Copy out exactly the lines from the line containing "of the tall" to the end of the listing.

Named object pointing entries
** Begin **

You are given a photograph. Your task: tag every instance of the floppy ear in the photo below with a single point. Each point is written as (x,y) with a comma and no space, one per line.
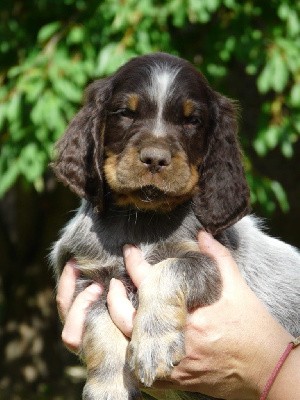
(224,194)
(80,151)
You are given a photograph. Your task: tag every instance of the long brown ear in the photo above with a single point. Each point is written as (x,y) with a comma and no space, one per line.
(224,194)
(79,153)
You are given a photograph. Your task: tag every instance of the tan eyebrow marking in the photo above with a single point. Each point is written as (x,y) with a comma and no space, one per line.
(133,101)
(188,107)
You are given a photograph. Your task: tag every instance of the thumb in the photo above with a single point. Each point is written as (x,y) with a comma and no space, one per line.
(137,267)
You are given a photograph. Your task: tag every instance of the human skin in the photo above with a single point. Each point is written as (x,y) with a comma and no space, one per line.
(232,346)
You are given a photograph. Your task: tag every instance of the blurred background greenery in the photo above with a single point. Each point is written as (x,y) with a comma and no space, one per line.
(49,50)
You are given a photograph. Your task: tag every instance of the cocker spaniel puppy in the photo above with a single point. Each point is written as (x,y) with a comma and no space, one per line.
(154,155)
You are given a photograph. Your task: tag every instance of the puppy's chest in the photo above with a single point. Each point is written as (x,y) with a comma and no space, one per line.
(159,237)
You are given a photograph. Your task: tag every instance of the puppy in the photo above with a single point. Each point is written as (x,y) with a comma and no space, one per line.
(154,155)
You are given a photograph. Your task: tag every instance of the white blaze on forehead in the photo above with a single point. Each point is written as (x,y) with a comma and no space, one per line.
(160,91)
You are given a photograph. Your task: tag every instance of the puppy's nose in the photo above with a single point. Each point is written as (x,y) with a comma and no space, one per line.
(155,158)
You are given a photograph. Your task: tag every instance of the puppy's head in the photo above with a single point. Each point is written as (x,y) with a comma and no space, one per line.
(157,135)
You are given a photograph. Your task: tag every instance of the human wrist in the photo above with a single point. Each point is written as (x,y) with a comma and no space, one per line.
(267,354)
(286,385)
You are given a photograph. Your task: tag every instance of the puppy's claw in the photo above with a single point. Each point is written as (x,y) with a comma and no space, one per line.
(155,358)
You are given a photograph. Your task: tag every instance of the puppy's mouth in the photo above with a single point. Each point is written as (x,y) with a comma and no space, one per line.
(150,193)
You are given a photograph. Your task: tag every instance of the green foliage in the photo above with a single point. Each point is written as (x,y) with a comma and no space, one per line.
(51,49)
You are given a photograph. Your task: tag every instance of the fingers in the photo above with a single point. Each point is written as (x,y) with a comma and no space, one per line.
(75,318)
(120,308)
(135,263)
(66,288)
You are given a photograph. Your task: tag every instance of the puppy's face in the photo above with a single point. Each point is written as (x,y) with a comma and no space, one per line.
(154,137)
(157,135)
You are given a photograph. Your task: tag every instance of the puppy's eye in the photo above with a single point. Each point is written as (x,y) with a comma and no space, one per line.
(193,120)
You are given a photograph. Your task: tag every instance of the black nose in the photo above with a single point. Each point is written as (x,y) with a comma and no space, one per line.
(155,158)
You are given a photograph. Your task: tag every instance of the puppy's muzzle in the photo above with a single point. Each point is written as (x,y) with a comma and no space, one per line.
(155,158)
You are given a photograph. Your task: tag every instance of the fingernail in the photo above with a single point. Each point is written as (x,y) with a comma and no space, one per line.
(94,288)
(205,239)
(112,283)
(127,250)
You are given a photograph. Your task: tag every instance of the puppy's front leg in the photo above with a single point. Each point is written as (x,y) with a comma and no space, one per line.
(104,352)
(173,287)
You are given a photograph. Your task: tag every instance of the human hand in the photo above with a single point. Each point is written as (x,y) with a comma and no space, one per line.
(73,311)
(232,345)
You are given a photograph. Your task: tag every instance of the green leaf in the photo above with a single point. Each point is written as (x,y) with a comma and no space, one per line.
(47,31)
(280,195)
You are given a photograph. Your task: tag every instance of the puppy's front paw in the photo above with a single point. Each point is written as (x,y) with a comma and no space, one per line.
(106,390)
(157,343)
(152,358)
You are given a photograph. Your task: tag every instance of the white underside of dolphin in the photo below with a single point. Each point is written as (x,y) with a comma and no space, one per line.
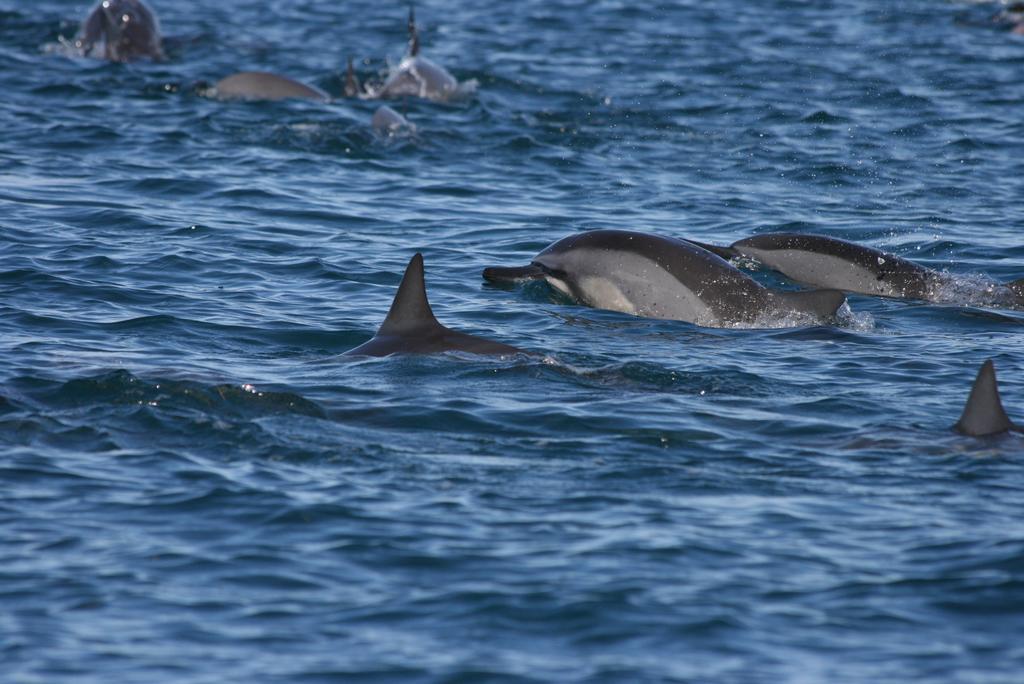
(664,278)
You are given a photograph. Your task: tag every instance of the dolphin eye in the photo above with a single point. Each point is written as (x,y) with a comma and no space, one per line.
(557,273)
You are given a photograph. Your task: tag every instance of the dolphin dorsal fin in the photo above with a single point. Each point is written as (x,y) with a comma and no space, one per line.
(352,87)
(410,310)
(1017,288)
(983,413)
(414,37)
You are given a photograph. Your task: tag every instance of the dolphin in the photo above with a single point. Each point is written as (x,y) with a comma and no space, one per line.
(664,278)
(412,329)
(386,121)
(416,76)
(828,262)
(983,414)
(120,31)
(263,85)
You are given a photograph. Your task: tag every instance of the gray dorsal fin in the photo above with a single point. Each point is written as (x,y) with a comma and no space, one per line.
(414,37)
(1016,287)
(983,413)
(410,310)
(351,81)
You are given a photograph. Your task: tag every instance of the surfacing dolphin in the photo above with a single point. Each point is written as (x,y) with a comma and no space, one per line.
(120,31)
(412,329)
(263,85)
(388,122)
(415,76)
(664,278)
(828,262)
(983,415)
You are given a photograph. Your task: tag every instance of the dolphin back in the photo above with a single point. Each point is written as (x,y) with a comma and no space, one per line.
(817,303)
(983,414)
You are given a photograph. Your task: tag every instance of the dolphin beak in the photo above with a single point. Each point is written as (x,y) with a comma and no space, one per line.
(512,273)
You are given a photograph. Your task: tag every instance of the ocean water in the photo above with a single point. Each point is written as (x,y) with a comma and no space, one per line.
(197,485)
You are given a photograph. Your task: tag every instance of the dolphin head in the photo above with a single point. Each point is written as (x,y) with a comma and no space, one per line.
(549,265)
(127,28)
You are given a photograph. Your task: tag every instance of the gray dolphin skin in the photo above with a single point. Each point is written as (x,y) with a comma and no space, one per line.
(417,76)
(664,278)
(120,31)
(983,415)
(412,329)
(828,262)
(387,121)
(263,85)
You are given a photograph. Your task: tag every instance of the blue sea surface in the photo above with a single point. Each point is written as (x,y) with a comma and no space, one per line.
(198,486)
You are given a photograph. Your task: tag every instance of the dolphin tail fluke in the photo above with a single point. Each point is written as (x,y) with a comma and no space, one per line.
(724,252)
(352,88)
(819,303)
(512,273)
(410,310)
(414,37)
(983,414)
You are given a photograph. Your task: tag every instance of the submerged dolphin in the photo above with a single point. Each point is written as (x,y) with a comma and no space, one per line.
(263,85)
(386,122)
(412,329)
(120,31)
(829,262)
(663,278)
(415,76)
(983,414)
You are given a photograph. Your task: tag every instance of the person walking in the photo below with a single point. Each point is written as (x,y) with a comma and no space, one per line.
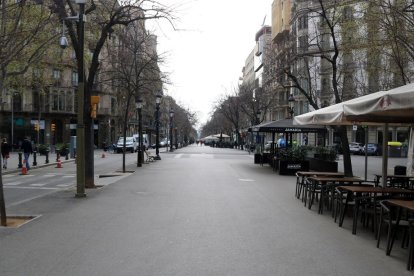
(27,150)
(5,152)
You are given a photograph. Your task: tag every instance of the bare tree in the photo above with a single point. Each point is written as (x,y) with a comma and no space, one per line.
(23,40)
(104,16)
(135,69)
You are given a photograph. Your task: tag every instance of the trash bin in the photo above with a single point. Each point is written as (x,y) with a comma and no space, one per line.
(400,170)
(394,149)
(257,158)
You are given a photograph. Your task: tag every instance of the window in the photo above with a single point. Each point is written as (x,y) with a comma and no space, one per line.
(56,74)
(61,100)
(69,101)
(55,100)
(75,78)
(303,22)
(303,42)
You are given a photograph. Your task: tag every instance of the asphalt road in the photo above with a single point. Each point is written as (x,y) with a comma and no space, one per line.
(198,211)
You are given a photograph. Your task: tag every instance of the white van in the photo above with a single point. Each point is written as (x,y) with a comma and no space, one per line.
(145,140)
(130,144)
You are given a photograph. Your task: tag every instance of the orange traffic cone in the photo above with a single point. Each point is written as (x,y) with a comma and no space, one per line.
(24,169)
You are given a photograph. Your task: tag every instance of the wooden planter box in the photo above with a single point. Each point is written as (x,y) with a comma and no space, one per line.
(287,167)
(320,165)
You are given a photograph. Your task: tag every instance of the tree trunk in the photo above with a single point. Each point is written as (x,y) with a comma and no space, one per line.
(345,149)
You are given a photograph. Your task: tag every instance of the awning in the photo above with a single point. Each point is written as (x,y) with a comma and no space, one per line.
(287,126)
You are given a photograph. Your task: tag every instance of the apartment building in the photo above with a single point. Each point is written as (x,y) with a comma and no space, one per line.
(42,103)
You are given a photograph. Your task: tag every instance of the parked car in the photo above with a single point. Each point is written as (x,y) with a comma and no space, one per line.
(268,146)
(164,143)
(145,140)
(356,148)
(130,144)
(372,149)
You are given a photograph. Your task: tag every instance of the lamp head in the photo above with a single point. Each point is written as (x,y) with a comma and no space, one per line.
(63,42)
(158,97)
(138,104)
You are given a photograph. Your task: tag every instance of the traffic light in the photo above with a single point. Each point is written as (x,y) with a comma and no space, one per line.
(94,104)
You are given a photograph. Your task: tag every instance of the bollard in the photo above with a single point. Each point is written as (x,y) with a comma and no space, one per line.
(58,164)
(47,157)
(34,158)
(24,169)
(20,165)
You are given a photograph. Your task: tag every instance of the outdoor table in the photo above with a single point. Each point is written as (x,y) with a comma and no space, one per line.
(373,192)
(302,175)
(401,204)
(395,177)
(325,183)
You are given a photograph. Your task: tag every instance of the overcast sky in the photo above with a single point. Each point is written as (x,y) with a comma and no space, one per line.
(205,57)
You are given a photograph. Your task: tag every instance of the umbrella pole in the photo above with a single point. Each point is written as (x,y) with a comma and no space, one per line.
(410,152)
(384,156)
(366,153)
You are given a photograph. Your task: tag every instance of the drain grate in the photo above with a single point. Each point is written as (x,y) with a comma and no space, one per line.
(108,175)
(17,221)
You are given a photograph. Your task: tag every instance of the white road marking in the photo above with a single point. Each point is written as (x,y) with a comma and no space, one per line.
(13,183)
(26,187)
(246,180)
(63,185)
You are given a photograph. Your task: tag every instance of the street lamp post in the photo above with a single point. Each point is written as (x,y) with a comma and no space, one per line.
(291,101)
(12,125)
(138,105)
(258,114)
(171,128)
(157,127)
(80,125)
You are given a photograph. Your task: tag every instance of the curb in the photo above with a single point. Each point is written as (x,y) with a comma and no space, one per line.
(37,166)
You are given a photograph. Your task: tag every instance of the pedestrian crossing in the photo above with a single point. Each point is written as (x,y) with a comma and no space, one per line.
(44,181)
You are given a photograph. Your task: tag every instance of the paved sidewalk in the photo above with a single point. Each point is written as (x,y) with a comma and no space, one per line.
(13,161)
(198,211)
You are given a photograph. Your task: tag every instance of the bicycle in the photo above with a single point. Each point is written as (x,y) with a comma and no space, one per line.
(111,148)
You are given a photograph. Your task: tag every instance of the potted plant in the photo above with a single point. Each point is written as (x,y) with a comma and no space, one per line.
(62,149)
(324,160)
(42,149)
(292,159)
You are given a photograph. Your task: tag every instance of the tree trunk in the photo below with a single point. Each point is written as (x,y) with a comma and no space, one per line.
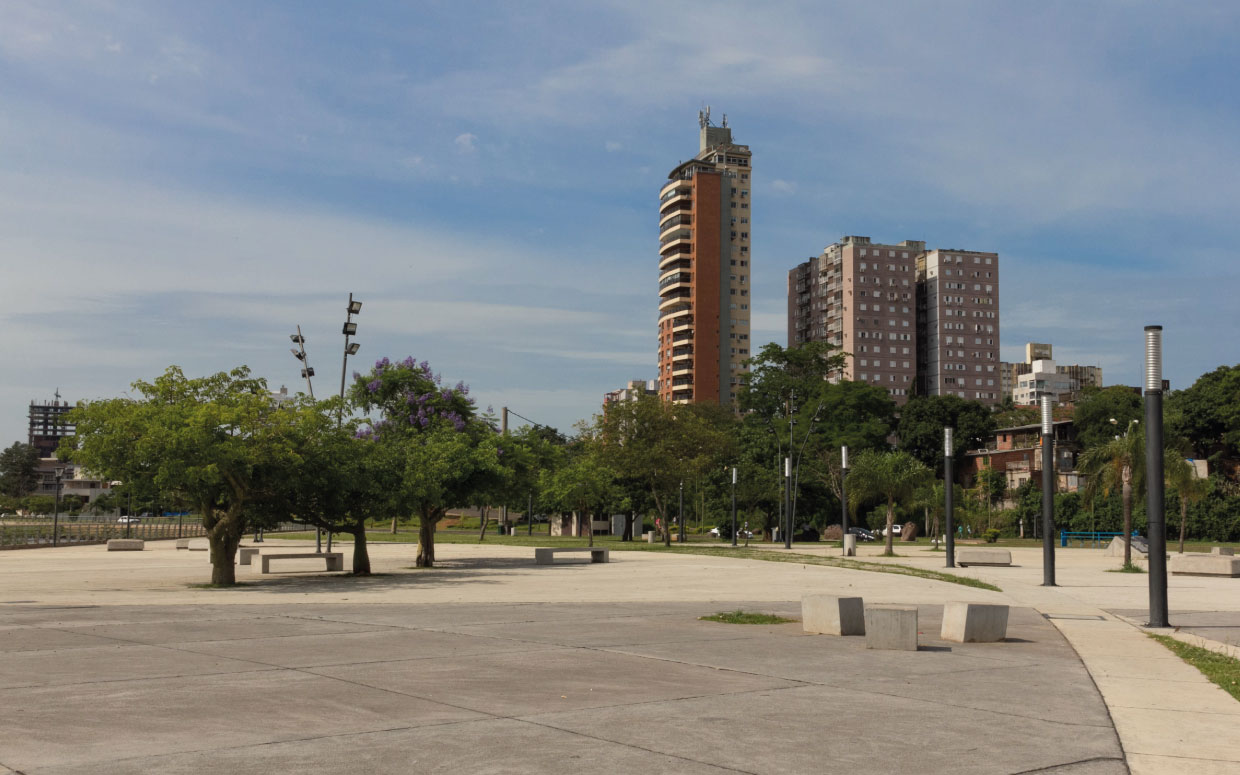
(427,541)
(1126,495)
(361,556)
(890,520)
(1183,521)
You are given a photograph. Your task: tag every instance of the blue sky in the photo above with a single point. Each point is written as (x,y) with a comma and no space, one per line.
(187,182)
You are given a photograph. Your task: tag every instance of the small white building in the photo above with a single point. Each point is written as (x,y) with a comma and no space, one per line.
(1043,380)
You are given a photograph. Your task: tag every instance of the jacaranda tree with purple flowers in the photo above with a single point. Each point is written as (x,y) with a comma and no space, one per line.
(448,454)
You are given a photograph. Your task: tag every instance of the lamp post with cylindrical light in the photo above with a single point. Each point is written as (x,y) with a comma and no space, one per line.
(946,496)
(1155,513)
(1048,494)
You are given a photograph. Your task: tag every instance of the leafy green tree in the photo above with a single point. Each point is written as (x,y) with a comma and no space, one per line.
(1096,409)
(1189,487)
(923,419)
(217,442)
(1117,464)
(889,476)
(449,455)
(1208,413)
(19,470)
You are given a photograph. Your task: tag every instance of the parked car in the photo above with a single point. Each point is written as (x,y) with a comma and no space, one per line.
(862,533)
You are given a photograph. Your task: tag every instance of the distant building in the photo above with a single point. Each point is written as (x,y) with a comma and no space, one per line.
(703,270)
(47,425)
(633,391)
(1011,373)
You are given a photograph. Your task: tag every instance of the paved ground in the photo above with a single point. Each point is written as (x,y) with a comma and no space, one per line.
(528,688)
(114,662)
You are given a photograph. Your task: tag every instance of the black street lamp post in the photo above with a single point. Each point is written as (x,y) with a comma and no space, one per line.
(1048,494)
(1155,506)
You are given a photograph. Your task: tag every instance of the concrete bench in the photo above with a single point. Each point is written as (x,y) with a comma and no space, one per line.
(974,623)
(892,626)
(543,556)
(982,557)
(335,559)
(832,615)
(1204,564)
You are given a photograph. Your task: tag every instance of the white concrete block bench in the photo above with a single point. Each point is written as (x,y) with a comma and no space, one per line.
(335,559)
(832,615)
(975,556)
(1203,564)
(892,626)
(974,623)
(543,556)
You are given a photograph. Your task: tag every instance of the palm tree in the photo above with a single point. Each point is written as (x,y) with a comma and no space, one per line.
(1188,485)
(1120,463)
(887,475)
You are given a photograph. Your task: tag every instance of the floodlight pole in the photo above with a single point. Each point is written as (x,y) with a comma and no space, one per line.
(1048,494)
(947,495)
(1155,511)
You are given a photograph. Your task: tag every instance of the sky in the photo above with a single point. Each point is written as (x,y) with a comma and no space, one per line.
(186,182)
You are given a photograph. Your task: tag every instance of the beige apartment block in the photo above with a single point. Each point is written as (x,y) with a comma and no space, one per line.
(959,325)
(861,296)
(704,212)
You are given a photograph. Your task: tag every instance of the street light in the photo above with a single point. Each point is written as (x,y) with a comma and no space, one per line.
(1155,513)
(1048,494)
(299,352)
(56,512)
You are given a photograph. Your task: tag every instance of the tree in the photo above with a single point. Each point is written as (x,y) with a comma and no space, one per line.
(923,419)
(448,455)
(1117,464)
(889,476)
(1096,409)
(1189,487)
(19,470)
(218,442)
(1208,413)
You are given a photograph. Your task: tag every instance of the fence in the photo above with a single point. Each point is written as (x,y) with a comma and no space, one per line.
(35,532)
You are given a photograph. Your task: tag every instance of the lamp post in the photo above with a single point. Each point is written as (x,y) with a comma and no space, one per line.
(680,520)
(1048,494)
(733,505)
(947,495)
(56,511)
(1155,513)
(299,352)
(843,496)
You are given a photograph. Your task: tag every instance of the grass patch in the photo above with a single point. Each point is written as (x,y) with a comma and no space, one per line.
(712,548)
(1218,667)
(739,616)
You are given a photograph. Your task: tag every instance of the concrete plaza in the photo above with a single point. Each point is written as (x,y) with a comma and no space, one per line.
(113,662)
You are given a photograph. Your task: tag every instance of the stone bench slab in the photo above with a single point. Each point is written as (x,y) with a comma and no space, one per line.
(892,626)
(967,557)
(335,559)
(974,623)
(832,615)
(544,556)
(1204,564)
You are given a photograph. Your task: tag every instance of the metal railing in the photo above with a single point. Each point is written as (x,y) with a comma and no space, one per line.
(44,531)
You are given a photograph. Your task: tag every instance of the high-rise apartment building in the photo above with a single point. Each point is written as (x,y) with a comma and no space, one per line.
(704,213)
(47,425)
(912,320)
(959,325)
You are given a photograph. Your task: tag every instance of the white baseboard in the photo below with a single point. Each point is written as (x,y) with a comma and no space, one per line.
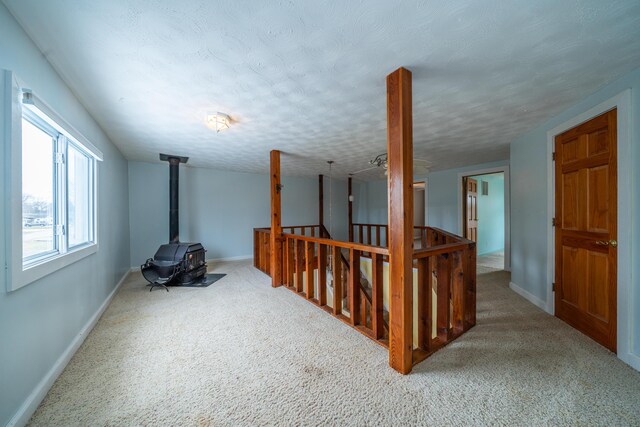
(631,359)
(528,296)
(32,402)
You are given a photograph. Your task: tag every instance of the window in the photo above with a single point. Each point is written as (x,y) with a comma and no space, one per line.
(57,190)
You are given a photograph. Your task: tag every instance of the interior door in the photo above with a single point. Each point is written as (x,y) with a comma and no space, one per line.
(586,228)
(471,208)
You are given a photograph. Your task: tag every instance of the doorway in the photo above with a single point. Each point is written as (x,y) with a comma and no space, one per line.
(484,217)
(586,219)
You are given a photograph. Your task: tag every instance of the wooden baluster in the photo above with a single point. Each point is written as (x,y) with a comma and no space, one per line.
(310,253)
(363,308)
(299,265)
(424,305)
(267,253)
(469,266)
(377,319)
(337,280)
(354,286)
(290,260)
(322,275)
(457,293)
(444,274)
(386,236)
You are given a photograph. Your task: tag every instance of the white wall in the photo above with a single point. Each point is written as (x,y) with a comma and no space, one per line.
(41,323)
(529,206)
(370,204)
(220,209)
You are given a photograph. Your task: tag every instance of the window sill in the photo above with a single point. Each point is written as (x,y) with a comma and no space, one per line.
(36,271)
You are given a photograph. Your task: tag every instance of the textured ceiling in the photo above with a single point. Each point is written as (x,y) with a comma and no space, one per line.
(308,77)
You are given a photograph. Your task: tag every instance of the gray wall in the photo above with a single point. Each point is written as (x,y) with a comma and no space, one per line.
(529,200)
(41,320)
(221,208)
(442,198)
(491,214)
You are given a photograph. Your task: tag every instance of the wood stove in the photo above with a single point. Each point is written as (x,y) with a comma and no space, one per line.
(175,263)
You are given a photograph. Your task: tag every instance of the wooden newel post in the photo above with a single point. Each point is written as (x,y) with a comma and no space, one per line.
(400,190)
(350,211)
(276,225)
(320,205)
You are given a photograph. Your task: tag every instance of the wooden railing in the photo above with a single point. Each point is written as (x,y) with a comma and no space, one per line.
(446,279)
(308,260)
(371,234)
(446,266)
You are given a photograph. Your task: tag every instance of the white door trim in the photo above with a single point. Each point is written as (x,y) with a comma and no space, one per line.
(507,207)
(622,102)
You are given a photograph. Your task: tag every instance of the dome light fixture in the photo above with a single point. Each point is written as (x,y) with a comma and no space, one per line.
(218,121)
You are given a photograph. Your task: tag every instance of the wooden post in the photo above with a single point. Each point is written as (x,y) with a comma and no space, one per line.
(350,210)
(322,275)
(424,305)
(354,286)
(309,269)
(443,318)
(321,204)
(400,189)
(276,226)
(337,280)
(377,319)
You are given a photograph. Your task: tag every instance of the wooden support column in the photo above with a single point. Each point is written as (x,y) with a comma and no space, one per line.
(321,204)
(400,189)
(350,210)
(276,225)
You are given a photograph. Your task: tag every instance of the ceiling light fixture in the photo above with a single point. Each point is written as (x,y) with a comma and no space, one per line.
(218,121)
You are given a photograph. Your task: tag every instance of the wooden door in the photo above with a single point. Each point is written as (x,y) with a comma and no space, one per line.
(586,228)
(471,209)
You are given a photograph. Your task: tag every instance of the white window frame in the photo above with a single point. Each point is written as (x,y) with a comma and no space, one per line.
(15,99)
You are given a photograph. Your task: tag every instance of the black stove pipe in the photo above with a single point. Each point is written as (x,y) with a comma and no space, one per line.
(174,180)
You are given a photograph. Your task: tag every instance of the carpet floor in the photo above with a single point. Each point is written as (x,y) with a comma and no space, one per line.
(241,353)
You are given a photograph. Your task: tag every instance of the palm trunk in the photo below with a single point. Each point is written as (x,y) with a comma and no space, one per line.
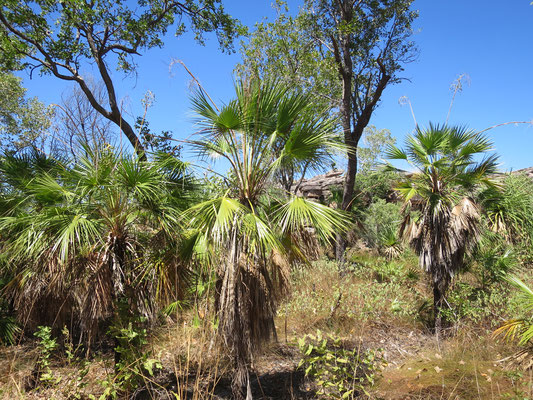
(437,307)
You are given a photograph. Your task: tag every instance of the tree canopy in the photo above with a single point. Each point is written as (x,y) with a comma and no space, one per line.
(23,121)
(61,38)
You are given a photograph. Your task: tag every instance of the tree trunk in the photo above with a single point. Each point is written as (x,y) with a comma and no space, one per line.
(437,306)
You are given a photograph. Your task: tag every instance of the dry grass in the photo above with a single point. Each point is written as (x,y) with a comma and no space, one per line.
(373,305)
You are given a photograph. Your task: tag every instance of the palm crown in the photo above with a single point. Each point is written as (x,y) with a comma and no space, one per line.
(446,173)
(253,224)
(81,237)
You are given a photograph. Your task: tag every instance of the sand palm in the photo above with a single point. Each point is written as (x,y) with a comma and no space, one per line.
(252,225)
(83,238)
(446,173)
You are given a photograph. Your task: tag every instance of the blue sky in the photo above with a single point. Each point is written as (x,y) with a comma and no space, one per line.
(489,40)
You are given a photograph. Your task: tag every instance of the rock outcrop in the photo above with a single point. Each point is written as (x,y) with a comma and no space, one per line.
(319,187)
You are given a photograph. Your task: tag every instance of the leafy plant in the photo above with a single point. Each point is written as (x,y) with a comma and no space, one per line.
(449,221)
(339,372)
(521,328)
(251,230)
(46,347)
(134,365)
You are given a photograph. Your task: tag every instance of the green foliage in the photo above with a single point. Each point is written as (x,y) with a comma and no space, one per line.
(492,259)
(448,223)
(23,121)
(381,223)
(156,143)
(509,208)
(63,38)
(339,372)
(136,366)
(47,345)
(97,231)
(375,141)
(521,328)
(251,231)
(59,36)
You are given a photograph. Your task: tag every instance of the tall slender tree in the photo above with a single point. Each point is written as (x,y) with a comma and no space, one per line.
(346,52)
(61,38)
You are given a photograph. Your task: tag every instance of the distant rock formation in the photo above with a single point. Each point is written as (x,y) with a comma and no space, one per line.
(319,187)
(526,171)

** End **

Response below =>
You are given a photograph. Your task: tag every instance of the tall slender tree in the photo above with a single point. Each point is written as (x,y) with a comma and no space, one per line.
(346,52)
(61,38)
You are given a photograph. Your task: tag every instance of the distant rock formation in the photo above with a single point. Each point is written as (x,y) with a comma and no space, one per line.
(319,187)
(526,171)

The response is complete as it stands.